### Recorded information
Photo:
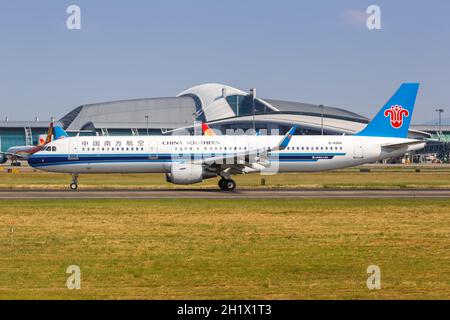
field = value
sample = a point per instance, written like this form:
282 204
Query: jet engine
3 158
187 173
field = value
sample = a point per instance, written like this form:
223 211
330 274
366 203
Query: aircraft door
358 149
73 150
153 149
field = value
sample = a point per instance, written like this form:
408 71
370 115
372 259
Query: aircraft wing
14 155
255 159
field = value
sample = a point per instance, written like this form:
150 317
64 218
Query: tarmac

==

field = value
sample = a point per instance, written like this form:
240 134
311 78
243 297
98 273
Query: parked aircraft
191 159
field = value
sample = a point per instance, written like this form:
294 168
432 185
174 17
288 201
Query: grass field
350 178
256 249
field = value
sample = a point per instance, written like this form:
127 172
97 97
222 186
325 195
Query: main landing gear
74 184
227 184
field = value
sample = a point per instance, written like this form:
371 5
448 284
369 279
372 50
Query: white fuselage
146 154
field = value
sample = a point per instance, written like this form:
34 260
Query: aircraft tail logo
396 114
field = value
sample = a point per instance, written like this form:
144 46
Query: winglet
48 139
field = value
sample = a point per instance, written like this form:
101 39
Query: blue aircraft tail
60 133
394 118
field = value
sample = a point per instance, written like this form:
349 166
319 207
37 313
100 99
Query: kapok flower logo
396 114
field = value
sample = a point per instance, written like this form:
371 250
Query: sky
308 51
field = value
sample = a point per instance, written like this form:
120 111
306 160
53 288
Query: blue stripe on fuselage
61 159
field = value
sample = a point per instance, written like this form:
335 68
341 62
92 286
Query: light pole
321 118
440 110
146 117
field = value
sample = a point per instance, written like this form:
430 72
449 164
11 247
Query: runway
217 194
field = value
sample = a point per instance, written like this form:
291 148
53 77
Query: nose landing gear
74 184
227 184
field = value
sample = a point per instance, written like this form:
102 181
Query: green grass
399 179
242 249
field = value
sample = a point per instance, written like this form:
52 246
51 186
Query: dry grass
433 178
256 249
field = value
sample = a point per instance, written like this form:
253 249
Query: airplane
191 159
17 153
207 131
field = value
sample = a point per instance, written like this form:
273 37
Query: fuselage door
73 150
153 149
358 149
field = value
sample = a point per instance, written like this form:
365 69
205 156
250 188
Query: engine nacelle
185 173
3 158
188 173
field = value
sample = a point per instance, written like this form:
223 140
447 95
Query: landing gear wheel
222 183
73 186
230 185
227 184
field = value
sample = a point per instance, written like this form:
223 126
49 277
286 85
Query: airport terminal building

### Job
If you count the lines of the records that contain the word "door", how many are there? Reply with the number alone.

### Solution to this problem
2